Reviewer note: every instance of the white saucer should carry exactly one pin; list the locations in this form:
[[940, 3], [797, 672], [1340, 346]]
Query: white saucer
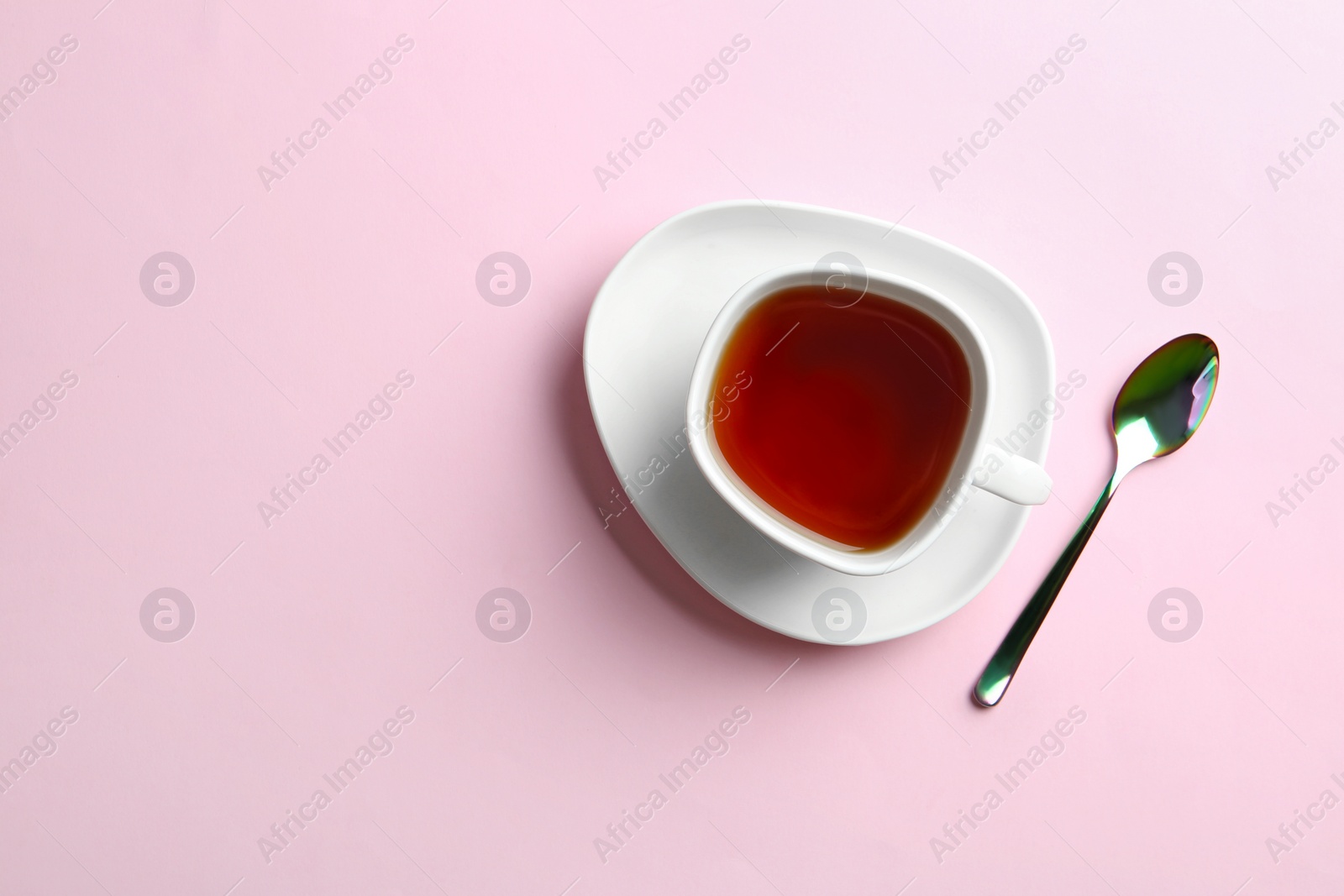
[[640, 345]]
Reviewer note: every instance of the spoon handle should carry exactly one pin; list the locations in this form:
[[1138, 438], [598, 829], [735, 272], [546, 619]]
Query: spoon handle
[[1003, 665]]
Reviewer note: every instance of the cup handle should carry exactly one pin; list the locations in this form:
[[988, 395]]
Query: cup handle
[[1011, 477]]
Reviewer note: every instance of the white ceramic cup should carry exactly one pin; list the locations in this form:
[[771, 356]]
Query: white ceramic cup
[[979, 464]]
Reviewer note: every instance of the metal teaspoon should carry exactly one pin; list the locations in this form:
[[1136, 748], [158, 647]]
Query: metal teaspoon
[[1158, 410]]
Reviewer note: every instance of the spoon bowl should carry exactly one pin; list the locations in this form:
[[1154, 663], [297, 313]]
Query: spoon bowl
[[1156, 411]]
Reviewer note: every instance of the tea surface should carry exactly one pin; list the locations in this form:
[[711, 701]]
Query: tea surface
[[853, 416]]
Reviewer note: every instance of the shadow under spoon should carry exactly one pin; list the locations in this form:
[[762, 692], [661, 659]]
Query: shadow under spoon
[[1158, 410]]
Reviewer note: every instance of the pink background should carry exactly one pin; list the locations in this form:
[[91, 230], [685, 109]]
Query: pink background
[[312, 295]]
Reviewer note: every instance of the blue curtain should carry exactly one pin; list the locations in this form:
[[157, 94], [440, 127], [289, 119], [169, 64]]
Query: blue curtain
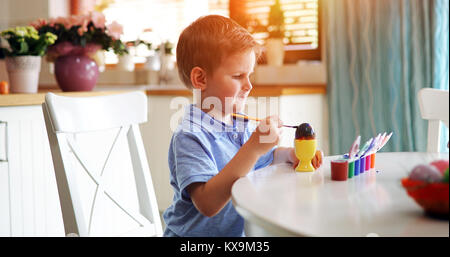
[[379, 54]]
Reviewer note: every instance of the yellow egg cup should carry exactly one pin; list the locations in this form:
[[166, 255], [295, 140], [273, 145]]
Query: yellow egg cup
------------------------------------
# Your task
Work out how many lines in the material above hold the string "yellow", and reply with the number only.

# Exercise answer
2